RECORD LIST.
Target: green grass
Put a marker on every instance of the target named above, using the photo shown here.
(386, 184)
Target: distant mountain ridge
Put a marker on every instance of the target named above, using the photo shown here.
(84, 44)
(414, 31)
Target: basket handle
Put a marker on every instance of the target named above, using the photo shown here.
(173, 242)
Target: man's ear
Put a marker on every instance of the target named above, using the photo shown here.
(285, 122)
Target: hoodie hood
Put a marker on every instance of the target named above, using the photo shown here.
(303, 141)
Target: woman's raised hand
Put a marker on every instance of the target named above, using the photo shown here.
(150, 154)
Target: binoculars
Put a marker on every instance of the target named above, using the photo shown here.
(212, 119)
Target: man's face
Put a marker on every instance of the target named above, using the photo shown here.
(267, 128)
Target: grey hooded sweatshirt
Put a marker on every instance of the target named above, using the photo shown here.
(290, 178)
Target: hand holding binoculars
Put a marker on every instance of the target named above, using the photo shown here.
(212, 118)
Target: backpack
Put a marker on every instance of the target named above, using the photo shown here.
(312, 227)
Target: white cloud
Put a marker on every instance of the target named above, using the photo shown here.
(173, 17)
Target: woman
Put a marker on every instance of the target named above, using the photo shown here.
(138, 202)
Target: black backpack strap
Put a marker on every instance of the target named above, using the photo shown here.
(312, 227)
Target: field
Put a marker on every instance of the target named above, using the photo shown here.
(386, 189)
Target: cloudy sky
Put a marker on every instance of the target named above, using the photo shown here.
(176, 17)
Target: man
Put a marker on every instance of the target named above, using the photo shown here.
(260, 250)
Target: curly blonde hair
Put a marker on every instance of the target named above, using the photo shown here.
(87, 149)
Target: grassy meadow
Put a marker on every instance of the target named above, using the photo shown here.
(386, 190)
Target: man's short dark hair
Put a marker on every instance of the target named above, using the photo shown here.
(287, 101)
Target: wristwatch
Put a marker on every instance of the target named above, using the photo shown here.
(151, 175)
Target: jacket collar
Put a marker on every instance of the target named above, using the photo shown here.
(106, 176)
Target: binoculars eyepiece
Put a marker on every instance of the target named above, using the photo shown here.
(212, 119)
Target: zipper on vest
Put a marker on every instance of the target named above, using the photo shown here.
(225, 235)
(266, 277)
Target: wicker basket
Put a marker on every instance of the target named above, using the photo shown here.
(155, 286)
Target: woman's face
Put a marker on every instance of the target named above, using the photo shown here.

BRIEF. Reproduce all of the data above verbatim, from the first line through the last, without altering any character.

EXERCISE RESULT.
Target: green grass
Put a marker on every instance of the target named above, using the photo shown here.
(386, 184)
Target: distant mountain ridge
Put a marker on every instance of the target named above, using the photo shown here.
(84, 44)
(414, 31)
Target: basket handle
Put a marker on every instance of the target named above, using the photo shown here.
(173, 242)
Target: man's ear
Put a marker on every instance of the target named above, using the photo shown here.
(285, 122)
Target: hoodie hood
Put a marker on every instance of the target named above, using the photo shown here.
(303, 141)
Target: woman's raised hand
Put a marker on every instance of the target named above, using the photo shown here.
(150, 154)
Target: binoculars
Put a marker on every instance of the target named above, using the photo shown here.
(212, 119)
Target: man's face
Put a marker on every instance of the target named above, using the photo shown here.
(267, 128)
Target: grey hooded sweatshirt
Put a marker on every instance of the target named above, using the photo shown here.
(290, 178)
Target: hand holding binoculars
Put a marker on every instance of the target named above, using the photo shown here.
(212, 118)
Target: backpack
Put a marker on every instance of the target named above, using the photo shown here.
(312, 227)
Target: white cloud
Put a marker on every instance of the target named above, using the photo shown here.
(173, 17)
Target: woman
Put a marker on every instance of the target named above, using the photo shown here.
(138, 202)
Target: black backpack strap
Put a marker on every instance of the target named above, using the photo shown here.
(312, 227)
Target: field
Put a marker on every instance of the target named above, using the photo shown here.
(386, 189)
Target: cloudy sky
Put a marker on every instance of the target named above, using the photo shown here.
(176, 17)
Target: man
Put a marker on every instance of the target named above, using the photo shown here.
(260, 250)
Target: curly blonde hair
Put a marker on every instance of the target named above, using the photo shown here.
(87, 149)
Target: grassy meadow
Put a marker on every instance of the target named above, using the photo shown here.
(386, 190)
Target: man's short dark hair
Put a marker on every instance of the target named above, using the photo shown here.
(287, 101)
Target: wristwatch
Put a marker on every instance of the target named above, using the photo shown here.
(151, 175)
Target: jacket collar
Put a marker on every instance of the target named above, using the photo shown here.
(106, 176)
Target: binoculars eyepiece
Put a marker on every instance of the target named above, using the photo shown here.
(212, 119)
Target: zipper on vest
Put a marker on every instance of the target named above, using the photo shown here.
(225, 235)
(266, 277)
Target: wicker basket
Put a marker on every instance of the target named above, using the photo shown here.
(155, 286)
Target: woman's face
Put a marker on every instance of the target named above, using the photo shown here.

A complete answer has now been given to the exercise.